• _Selected passage_:

In LaTeX mode 'styles' applied to spans become commands and 'styles' applied to divs become environments. This is not configurable. I have experimented with configuring this in the past and my experience wasn't good. If you really want to try to use a command as an environment you can try the L<<< I<< environ >> package|http://texdoc.net/pkg/environ >>>.

Similarly DOCX C<< custom-style >>s become character styles for spans and paragraph styles for divs. This is part of L<<< Pandoc's built-in C<< custom-style >> feature|http://pandoc.org/MANUAL.html#custom-styles-in-docx-output >>>.

Also note what was said on namespaces below!

=head3 Multiple 'styles' per spanE<0x2f>div

If you apply several classes with associated styles to the same span or div they are combined.

In LaTeX mode the commands and environments are nested. The left-to-right order of the classes in the source is preserved, so that C<< [foo]{.bar .baz} >> becomes C<< \bar{\baz{foo}} >> but C<< [foo]{.baz .bar} >> becomes C<< \baz{\bar{foo}} >>. Similarly environments are nested with the one corresponding to the leftmost class becoming outermost and the one corresponding to the rightmost class becoming innermost.

Because DOCX named styles aren't additive things become a little more complicated. Multiple class 'styles' become concatenated with the first letter of each component style capitalized, as seen in the C<< LatinSmallCaps >> example. You will need to define each such combined style in your reference-docx. At least you can let your C<< SmallCaps >> style inherit from the built-in C<< Small Caps >> style and your C<< LatinSmallCaps >> style inherit from your C<< SmallCaps >> style so that changes in the ancestor styles get reflected in the descendant styles.

• _Task objective_: Reproduce the passage on LaTeX and DOCX styles word for word, starting at "Also note what" and ending at "class becoming innermost.".

• _Dataset content_:
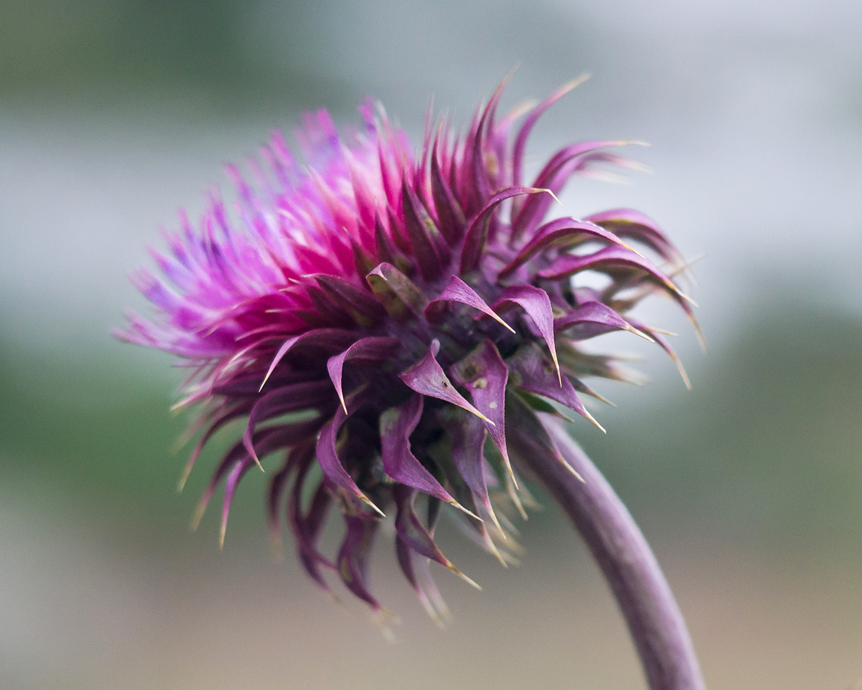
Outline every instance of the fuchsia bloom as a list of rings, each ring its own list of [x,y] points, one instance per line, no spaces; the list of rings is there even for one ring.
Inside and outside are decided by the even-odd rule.
[[[551,403],[597,423],[579,396],[599,396],[583,380],[626,378],[580,343],[627,330],[676,360],[661,331],[629,316],[654,292],[691,316],[673,282],[684,264],[661,229],[627,209],[546,220],[572,175],[625,165],[609,150],[630,142],[565,147],[525,185],[529,134],[572,85],[502,119],[499,89],[460,135],[429,122],[418,154],[371,103],[343,139],[325,110],[307,114],[296,133],[305,165],[276,134],[265,168],[250,163],[253,185],[228,169],[234,213],[216,199],[197,229],[184,216],[171,255],[153,253],[166,279],[134,276],[159,313],[131,317],[119,337],[194,370],[182,404],[202,404],[203,436],[185,474],[216,431],[247,419],[198,511],[223,481],[222,541],[240,480],[278,454],[270,528],[278,536],[285,511],[314,580],[328,590],[334,571],[379,610],[368,558],[391,513],[401,568],[436,615],[429,561],[461,574],[434,541],[442,504],[511,560],[503,509],[522,511],[518,474],[538,455],[565,463],[547,430],[561,416]],[[604,285],[584,286],[586,272]],[[319,539],[334,510],[346,530],[331,556]]]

• _Answer in full_:
Also note what was said on namespaces below!

=head3 Multiple 'styles' per spanE<0x2f>div

If you apply several classes with associated styles to the same span or div they are combined.

In LaTeX mode the commands and environments are nested. The left-to-right order of the classes in the source is preserved, so that C<< [foo]{.bar .baz} >> becomes C<< \bar{\baz{foo}} >> but C<< [foo]{.baz .bar} >> becomes C<< \baz{\bar{foo}} >>. Similarly environments are nested with the one corresponding to the leftmost class becoming outermost and the one corresponding to the rightmost class becoming innermost.